=== 課題 ===
新型コロナと経済対策についての文章のうち、「https://facta.co.jp/article/202002024.html」から下の「するという動きも出ています。」までを、「財政支出」を「公的支出」に置き換えて書き改めてください。

=== 抜粋箇所 ===
--- --- ---

言うまでもありませんが、新型コロナウイルスによるパンデミックは、世界経済に深刻な悪影響を及ぼしています。
特に、日本経済は、そうでなくても、昨年10~12月の実質GDPが年換算でマイナス7.1%という深刻な事態に陥っていました。
昨年10月に、デフレ中かつ景気後退の局面で、消費増税を行ったのですから、そうならない方がおかしい。
https://facta.co.jp/article/202002024.html
そこに、新型コロナウイルスに襲われたわけですから、泣き面に蜂どころではない。これはもはや、経済危機と言ってよいでしょう。
政府は、新型コロナウイルス対策だけではなく、経済対策をも行わなければなりません。
しかも、その両方に関して、かなり大規模な財政支出を行う必要があるでしょう。
新型コロナウイルスが人命にかかわることは言うまでもありませんが、大不況もまた、失業や貧困をもたらし、人命を奪うことすらあります。
ですから、ここで財政支出を惜しむようなことは、あってはなりません。
実際、このタイミングでの財政出動に反対する声は、ほとんど聞かれません。すでに、自由民主党若手議員45名が、30兆円の補正予算や消費税率を当分0%にすることを提言するという動きも出ています。
https://nihonm.jp/post_article/20200311
しかし、私は、ここでやっぱり、昨年のMMT(現代貨幣理論)に対して向けられた批判のことを、どうしても思い出さずにはいられません。
例えば、昨年七月にご紹介しましたが、『2020年、日本が破綻する日』(日本経済新聞出版社)をお書きになった法政大学の小黒一正先生は、MMTをこう批判していました。
「(MMTは)財政赤字が害をもたらすとわかれば、その時点で適切な水準に財政赤字を縮小すればよいという発想だが、民主主義の下で政府支出の削減や増税を迅速かつ容易に行うのは極めて難しい」
https://www.kk-bestsellers.com/articles/-/10413
財政赤字が害をもたらすというのは、要するに、高インフレになるということです。

--- --- ---

=== 提供資料 ===
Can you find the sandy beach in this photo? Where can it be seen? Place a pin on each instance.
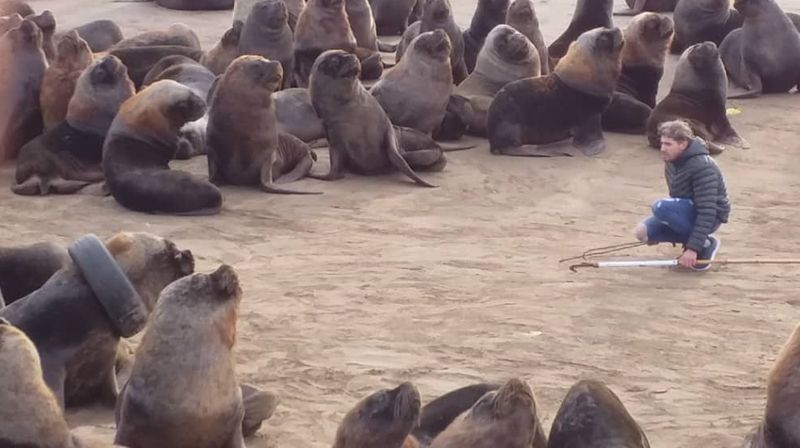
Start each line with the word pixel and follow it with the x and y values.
pixel 378 281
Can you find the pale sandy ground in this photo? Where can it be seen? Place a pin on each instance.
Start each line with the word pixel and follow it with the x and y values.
pixel 378 281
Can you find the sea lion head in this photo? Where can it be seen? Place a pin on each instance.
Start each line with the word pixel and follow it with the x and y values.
pixel 383 419
pixel 592 63
pixel 150 262
pixel 647 39
pixel 99 92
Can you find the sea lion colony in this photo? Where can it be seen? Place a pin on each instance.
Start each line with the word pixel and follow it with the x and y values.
pixel 71 116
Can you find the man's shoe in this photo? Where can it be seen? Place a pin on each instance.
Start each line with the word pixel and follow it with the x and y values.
pixel 708 253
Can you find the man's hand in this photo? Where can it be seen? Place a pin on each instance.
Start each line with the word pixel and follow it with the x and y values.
pixel 688 258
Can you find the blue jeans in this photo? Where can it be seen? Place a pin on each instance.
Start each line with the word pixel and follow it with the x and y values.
pixel 672 221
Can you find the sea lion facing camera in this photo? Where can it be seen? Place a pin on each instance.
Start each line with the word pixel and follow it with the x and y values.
pixel 779 428
pixel 20 84
pixel 415 92
pixel 141 142
pixel 67 157
pixel 697 96
pixel 764 55
pixel 504 418
pixel 522 17
pixel 488 14
pixel 566 103
pixel 589 14
pixel 647 38
pixel 382 419
pixel 592 412
pixel 73 331
pixel 360 135
pixel 185 360
pixel 60 78
pixel 243 141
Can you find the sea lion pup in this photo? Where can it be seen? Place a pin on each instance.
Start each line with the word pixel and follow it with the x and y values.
pixel 636 7
pixel 522 17
pixel 25 269
pixel 371 146
pixel 488 14
pixel 266 33
pixel 24 64
pixel 506 56
pixel 438 14
pixel 67 158
pixel 73 331
pixel 592 415
pixel 323 25
pixel 392 16
pixel 244 147
pixel 764 55
pixel 779 428
pixel 142 140
pixel 60 78
pixel 589 14
pixel 697 96
pixel 183 391
pixel 219 57
pixel 698 21
pixel 100 34
pixel 177 34
pixel 382 419
pixel 31 416
pixel 505 418
pixel 415 92
pixel 566 103
pixel 647 38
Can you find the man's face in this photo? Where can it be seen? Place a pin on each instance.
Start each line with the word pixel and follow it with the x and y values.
pixel 671 149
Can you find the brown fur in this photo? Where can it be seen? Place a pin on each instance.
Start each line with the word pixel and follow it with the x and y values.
pixel 60 78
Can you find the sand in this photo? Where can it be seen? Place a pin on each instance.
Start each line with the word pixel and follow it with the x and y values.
pixel 379 281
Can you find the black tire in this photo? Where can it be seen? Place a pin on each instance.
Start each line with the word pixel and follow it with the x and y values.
pixel 115 292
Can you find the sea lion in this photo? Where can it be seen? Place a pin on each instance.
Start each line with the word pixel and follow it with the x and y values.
pixel 185 359
pixel 186 71
pixel 382 419
pixel 589 14
pixel 636 7
pixel 506 56
pixel 31 416
pixel 219 57
pixel 360 135
pixel 67 157
pixel 438 14
pixel 60 78
pixel 697 96
pixel 177 34
pixel 72 330
pixel 415 92
pixel 522 17
pixel 647 38
pixel 21 75
pixel 504 418
pixel 266 33
pixel 141 142
pixel 244 147
pixel 592 412
pixel 488 14
pixel 100 34
pixel 323 25
pixel 764 55
pixel 25 269
pixel 566 103
pixel 392 16
pixel 698 21
pixel 779 428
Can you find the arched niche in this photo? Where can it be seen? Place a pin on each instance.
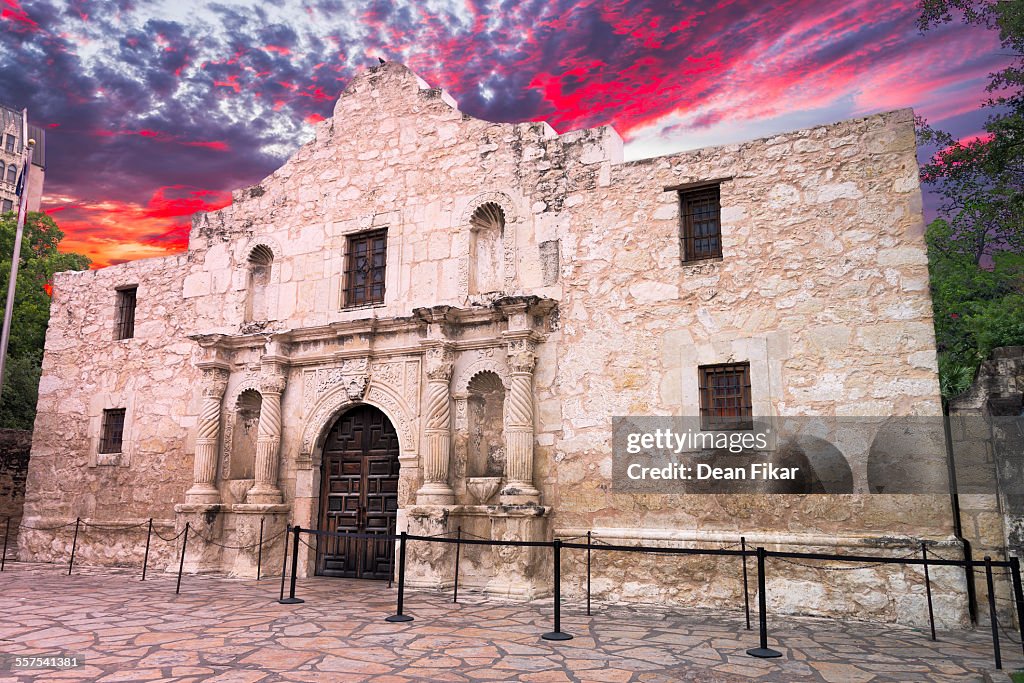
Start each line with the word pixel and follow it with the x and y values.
pixel 244 433
pixel 259 265
pixel 489 261
pixel 486 250
pixel 484 417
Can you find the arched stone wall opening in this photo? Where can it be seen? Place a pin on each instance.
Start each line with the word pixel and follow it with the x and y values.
pixel 485 402
pixel 260 263
pixel 242 464
pixel 358 494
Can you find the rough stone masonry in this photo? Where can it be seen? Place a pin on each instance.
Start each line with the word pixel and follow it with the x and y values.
pixel 519 288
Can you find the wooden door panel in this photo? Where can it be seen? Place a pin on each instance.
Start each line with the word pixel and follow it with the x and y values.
pixel 359 493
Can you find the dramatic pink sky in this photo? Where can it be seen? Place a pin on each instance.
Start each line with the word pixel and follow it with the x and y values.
pixel 157 110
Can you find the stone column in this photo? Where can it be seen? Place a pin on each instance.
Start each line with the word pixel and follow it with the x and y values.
pixel 519 487
pixel 268 436
pixel 436 455
pixel 204 489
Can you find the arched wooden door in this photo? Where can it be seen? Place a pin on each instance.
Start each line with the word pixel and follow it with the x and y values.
pixel 358 493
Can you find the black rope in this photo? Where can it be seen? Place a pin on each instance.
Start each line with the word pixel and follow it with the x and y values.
pixel 46 528
pixel 173 538
pixel 250 546
pixel 835 568
pixel 116 527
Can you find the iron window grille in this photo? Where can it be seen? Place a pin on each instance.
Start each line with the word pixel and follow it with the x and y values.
pixel 700 214
pixel 725 396
pixel 365 268
pixel 114 429
pixel 126 313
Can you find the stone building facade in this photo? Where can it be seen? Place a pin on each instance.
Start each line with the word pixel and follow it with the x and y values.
pixel 425 322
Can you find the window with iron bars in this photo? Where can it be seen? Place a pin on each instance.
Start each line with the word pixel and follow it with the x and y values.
pixel 114 429
pixel 725 396
pixel 700 228
pixel 365 268
pixel 125 327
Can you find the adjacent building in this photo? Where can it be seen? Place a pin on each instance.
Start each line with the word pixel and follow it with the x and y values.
pixel 11 145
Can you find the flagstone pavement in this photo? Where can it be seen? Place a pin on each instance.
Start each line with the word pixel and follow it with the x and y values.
pixel 233 631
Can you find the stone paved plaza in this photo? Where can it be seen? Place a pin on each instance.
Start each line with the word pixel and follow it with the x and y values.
pixel 233 631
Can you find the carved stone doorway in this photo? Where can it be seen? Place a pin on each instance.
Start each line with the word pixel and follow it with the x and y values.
pixel 358 494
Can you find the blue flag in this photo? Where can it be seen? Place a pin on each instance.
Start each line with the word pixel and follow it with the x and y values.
pixel 19 186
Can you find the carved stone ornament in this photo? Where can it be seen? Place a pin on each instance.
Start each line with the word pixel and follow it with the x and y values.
pixel 356 387
pixel 522 355
pixel 272 383
pixel 439 360
pixel 214 382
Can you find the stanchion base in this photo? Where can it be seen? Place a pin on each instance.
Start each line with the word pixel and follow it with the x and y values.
pixel 394 619
pixel 556 635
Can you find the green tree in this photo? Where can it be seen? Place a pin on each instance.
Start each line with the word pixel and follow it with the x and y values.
pixel 976 248
pixel 39 260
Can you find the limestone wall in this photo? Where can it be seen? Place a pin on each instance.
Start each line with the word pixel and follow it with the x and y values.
pixel 822 288
pixel 85 371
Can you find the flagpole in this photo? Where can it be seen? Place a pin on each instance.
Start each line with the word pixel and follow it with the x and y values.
pixel 23 207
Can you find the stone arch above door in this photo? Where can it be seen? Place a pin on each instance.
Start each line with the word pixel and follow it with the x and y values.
pixel 332 404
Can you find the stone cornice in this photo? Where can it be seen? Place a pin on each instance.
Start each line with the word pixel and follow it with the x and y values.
pixel 444 317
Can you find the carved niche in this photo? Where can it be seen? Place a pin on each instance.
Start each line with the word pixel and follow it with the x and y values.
pixel 491 262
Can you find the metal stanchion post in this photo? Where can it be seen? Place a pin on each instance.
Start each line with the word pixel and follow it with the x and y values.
pixel 284 568
pixel 291 599
pixel 557 633
pixel 1015 569
pixel 972 590
pixel 458 548
pixel 390 574
pixel 763 650
pixel 145 556
pixel 588 572
pixel 747 591
pixel 400 615
pixel 928 589
pixel 991 612
pixel 259 551
pixel 74 546
pixel 6 535
pixel 181 560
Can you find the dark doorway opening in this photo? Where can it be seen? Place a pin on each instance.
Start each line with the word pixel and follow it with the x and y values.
pixel 358 494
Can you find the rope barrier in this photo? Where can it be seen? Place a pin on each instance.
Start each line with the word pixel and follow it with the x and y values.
pixel 173 538
pixel 116 527
pixel 250 546
pixel 45 528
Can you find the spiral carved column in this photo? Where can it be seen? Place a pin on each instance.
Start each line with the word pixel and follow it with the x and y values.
pixel 205 468
pixel 519 425
pixel 436 456
pixel 268 438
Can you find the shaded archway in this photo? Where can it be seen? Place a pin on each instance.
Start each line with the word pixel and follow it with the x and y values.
pixel 358 494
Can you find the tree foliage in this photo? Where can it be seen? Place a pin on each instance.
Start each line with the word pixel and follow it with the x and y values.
pixel 39 260
pixel 976 248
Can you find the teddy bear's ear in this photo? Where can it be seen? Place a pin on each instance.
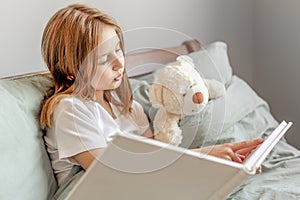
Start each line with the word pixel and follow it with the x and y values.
pixel 155 94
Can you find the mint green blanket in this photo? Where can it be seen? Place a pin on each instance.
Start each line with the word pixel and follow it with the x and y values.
pixel 240 115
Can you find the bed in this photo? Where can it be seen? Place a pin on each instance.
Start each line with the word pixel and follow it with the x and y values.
pixel 240 115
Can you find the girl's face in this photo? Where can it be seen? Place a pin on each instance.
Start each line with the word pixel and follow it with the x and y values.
pixel 110 67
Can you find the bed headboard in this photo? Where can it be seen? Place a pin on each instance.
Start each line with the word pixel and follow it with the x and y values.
pixel 145 62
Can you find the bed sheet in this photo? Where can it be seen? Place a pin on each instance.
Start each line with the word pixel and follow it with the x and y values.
pixel 240 115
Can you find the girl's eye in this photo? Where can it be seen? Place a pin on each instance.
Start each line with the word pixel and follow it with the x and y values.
pixel 103 61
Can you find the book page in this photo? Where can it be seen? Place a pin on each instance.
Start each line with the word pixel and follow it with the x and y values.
pixel 255 159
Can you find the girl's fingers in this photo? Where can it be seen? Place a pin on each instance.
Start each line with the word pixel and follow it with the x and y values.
pixel 246 151
pixel 242 145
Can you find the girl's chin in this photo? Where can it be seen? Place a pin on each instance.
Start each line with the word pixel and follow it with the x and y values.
pixel 117 84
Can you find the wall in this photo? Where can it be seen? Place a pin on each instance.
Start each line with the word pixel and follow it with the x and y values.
pixel 22 23
pixel 277 59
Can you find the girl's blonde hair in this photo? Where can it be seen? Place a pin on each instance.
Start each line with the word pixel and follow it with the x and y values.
pixel 69 39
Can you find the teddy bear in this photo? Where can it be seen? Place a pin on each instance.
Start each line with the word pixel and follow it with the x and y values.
pixel 179 91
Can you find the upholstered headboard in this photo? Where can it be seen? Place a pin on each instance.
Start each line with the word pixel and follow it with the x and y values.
pixel 141 63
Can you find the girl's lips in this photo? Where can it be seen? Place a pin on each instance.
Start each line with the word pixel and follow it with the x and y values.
pixel 119 77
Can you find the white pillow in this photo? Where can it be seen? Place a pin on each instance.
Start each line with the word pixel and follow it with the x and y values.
pixel 212 62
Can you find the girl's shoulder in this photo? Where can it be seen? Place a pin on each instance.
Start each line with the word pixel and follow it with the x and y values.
pixel 74 104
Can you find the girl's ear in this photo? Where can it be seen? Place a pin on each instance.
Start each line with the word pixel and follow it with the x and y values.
pixel 155 94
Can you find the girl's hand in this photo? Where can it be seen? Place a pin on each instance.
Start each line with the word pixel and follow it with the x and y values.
pixel 232 151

--- --- ---

=== 回答は以下 ===
https://facta.co.jp/article/202002024.html
そこに、新型コロナウイルスに襲われたわけですから、泣き面に蜂どころではない。これはもはや、経済危機と言ってよいでしょう。
政府は、新型コロナウイルス対策だけではなく、経済対策をも行わなければなりません。
しかも、その両方に関して、かなり大規模な公的支出を行う必要があるでしょう。
新型コロナウイルスが人命にかかわることは言うまでもありませんが、大不況もまた、失業や貧困をもたらし、人命を奪うことすらあります。
ですから、ここで公的支出を惜しむようなことは、あってはなりません。
実際、このタイミングでの財政出動に反対する声は、ほとんど聞かれません。すでに、自由民主党若手議員45名が、30兆円の補正予算や消費税率を当分0%にすることを提言するという動きも出ています。